**Work to be completed**
Write out the listing below from the line containing "Could you point out the green field" to its last line, unaltered, ends included.

○ ○ ○ ○

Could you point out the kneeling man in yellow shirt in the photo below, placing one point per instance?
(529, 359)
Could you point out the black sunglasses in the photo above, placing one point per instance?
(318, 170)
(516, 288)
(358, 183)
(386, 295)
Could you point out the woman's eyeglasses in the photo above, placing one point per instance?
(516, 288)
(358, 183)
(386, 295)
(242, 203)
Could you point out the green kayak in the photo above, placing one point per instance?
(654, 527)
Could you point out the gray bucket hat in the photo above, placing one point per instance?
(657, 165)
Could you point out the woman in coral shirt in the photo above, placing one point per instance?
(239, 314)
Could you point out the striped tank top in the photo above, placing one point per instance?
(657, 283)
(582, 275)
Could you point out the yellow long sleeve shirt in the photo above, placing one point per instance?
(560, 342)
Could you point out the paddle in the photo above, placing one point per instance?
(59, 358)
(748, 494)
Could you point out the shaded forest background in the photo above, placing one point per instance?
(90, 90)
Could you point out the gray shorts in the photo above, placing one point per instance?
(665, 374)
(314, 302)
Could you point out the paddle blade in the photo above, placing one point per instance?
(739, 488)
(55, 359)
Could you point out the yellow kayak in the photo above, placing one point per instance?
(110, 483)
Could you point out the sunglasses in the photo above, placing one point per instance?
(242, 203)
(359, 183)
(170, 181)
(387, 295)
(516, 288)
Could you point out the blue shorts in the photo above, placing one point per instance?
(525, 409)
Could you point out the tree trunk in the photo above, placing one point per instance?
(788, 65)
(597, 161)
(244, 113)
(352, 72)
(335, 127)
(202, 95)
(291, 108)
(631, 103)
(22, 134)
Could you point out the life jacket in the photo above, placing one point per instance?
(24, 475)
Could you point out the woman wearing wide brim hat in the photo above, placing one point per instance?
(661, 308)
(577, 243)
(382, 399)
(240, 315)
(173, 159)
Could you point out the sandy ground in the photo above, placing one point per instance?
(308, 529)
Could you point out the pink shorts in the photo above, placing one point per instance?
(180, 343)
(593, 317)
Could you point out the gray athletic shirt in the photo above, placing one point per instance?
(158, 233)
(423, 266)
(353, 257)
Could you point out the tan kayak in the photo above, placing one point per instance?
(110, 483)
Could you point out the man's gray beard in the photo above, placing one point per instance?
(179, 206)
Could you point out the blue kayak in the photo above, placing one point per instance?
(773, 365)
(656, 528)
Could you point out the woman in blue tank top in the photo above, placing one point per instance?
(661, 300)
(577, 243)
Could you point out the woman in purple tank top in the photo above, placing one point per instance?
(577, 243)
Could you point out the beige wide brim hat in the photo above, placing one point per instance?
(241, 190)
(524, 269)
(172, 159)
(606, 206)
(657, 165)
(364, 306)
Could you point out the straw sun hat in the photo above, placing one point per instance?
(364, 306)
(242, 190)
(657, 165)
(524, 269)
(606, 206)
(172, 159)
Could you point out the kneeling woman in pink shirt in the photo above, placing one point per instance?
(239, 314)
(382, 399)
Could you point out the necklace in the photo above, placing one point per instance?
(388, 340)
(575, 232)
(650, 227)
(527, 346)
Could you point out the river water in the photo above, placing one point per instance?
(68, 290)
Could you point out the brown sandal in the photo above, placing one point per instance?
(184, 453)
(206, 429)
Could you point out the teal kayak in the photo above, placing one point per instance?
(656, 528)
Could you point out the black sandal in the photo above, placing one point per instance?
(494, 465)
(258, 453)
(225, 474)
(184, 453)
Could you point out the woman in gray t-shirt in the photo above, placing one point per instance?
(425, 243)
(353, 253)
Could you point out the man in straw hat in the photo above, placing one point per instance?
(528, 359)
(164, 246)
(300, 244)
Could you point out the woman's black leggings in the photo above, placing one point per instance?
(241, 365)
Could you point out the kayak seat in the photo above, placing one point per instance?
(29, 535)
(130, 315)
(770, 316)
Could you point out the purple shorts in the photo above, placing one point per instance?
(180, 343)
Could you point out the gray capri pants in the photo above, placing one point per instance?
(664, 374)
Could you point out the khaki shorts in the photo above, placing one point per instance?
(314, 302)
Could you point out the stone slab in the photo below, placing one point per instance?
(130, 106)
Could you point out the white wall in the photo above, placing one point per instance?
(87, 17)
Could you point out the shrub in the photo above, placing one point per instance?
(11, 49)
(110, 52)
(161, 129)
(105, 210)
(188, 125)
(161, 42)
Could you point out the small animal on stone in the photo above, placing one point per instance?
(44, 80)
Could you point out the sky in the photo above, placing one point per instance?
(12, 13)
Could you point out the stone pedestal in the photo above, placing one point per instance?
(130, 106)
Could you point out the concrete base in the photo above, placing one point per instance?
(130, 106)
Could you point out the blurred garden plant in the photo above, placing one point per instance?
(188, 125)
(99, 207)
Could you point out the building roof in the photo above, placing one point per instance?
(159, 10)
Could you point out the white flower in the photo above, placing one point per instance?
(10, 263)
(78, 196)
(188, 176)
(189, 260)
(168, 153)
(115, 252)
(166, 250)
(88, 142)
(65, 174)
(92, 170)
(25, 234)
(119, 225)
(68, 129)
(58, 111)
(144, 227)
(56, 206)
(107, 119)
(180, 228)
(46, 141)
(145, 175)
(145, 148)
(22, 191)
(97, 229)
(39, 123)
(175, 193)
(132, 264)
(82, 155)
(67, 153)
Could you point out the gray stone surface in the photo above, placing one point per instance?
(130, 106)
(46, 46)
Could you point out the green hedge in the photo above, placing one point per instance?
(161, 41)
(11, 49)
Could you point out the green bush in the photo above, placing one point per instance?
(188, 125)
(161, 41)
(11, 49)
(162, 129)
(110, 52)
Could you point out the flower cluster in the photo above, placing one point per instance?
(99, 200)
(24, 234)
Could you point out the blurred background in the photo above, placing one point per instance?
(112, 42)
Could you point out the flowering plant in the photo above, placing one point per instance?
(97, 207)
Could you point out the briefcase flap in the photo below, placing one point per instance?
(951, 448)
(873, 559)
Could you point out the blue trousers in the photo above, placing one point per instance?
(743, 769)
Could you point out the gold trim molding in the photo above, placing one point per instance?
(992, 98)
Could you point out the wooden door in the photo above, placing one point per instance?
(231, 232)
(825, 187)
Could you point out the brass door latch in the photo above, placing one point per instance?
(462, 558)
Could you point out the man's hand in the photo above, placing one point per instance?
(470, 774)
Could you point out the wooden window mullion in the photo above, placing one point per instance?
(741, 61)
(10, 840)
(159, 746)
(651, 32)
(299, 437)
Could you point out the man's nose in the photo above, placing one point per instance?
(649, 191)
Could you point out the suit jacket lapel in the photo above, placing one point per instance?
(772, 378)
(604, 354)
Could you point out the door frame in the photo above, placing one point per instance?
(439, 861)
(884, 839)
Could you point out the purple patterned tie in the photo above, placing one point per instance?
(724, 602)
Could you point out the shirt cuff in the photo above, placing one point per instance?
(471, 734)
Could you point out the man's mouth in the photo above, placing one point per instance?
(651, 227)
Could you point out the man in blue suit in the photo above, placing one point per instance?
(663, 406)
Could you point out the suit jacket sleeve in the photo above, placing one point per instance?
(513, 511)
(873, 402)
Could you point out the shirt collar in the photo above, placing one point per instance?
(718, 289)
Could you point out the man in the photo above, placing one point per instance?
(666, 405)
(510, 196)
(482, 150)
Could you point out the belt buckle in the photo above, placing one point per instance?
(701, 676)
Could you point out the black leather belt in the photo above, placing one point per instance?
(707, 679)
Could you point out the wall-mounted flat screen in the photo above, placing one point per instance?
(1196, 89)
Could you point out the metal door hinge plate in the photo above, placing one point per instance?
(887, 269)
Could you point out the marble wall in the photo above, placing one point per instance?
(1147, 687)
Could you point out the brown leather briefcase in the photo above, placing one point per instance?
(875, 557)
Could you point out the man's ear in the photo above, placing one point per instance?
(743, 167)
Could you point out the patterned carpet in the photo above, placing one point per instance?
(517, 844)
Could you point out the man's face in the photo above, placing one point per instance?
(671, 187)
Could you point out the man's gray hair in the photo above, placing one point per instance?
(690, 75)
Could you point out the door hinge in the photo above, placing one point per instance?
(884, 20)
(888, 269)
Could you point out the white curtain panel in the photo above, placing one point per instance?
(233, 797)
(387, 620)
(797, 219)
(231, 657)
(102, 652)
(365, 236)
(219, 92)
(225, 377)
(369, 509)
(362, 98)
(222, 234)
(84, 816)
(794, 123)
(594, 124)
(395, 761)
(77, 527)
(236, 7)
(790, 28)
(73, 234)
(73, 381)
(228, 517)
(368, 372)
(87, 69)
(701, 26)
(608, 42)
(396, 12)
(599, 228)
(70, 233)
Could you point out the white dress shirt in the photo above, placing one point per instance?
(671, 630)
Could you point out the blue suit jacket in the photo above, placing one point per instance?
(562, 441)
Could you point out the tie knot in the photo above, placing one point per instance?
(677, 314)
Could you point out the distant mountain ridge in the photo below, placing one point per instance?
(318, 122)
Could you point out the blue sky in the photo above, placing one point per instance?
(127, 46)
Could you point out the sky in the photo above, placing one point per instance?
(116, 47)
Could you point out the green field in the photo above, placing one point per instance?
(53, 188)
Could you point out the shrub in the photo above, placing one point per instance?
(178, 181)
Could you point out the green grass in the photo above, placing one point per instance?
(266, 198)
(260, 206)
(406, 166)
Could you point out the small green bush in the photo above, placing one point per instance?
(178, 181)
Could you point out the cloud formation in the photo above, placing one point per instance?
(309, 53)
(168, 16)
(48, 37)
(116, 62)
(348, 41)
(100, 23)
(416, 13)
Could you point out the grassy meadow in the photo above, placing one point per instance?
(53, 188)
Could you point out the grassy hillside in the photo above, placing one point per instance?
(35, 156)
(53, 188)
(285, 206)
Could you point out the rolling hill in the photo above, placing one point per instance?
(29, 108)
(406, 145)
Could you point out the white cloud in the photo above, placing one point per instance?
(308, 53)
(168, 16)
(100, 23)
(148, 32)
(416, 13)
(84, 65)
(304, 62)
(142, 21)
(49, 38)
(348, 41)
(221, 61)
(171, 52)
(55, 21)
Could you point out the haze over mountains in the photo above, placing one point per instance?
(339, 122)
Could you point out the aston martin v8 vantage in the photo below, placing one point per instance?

○ ○ ○ ○

**Output of the task**
Could you point out the green field in the photo above, placing one point per instance?
(53, 188)
Could you point out the shrub in the photo above, placing one point per instance?
(178, 181)
Could you point out the green grass in the photo above, placing one point per instance?
(266, 198)
(260, 206)
(406, 166)
Could you point out the small green bush in the photo above, placing one point per instance?
(178, 181)
Could you point out the cloud formation in the photo above, placing one point per instance?
(309, 53)
(168, 16)
(48, 37)
(116, 62)
(348, 41)
(100, 23)
(416, 13)
Could you point out the grassy meadow in the photo above, placing one point per instance?
(53, 188)
Could you point out the grassy hillside in the photo above, placing one point per instance?
(35, 156)
(53, 188)
(285, 206)
Could you point out the rolling hill in the photo above, placing one point per instance?
(29, 108)
(406, 145)
Could you point out the white cloud in the photo above, placing one point per instance?
(308, 53)
(168, 16)
(100, 23)
(148, 32)
(416, 13)
(84, 65)
(304, 62)
(142, 21)
(49, 38)
(348, 41)
(221, 61)
(171, 52)
(55, 21)
Could you point out the haze over mountains in the photo above, placing one point per instance?
(339, 122)
Could you point out the aston martin v8 vantage in the photo below, placing one point per instance?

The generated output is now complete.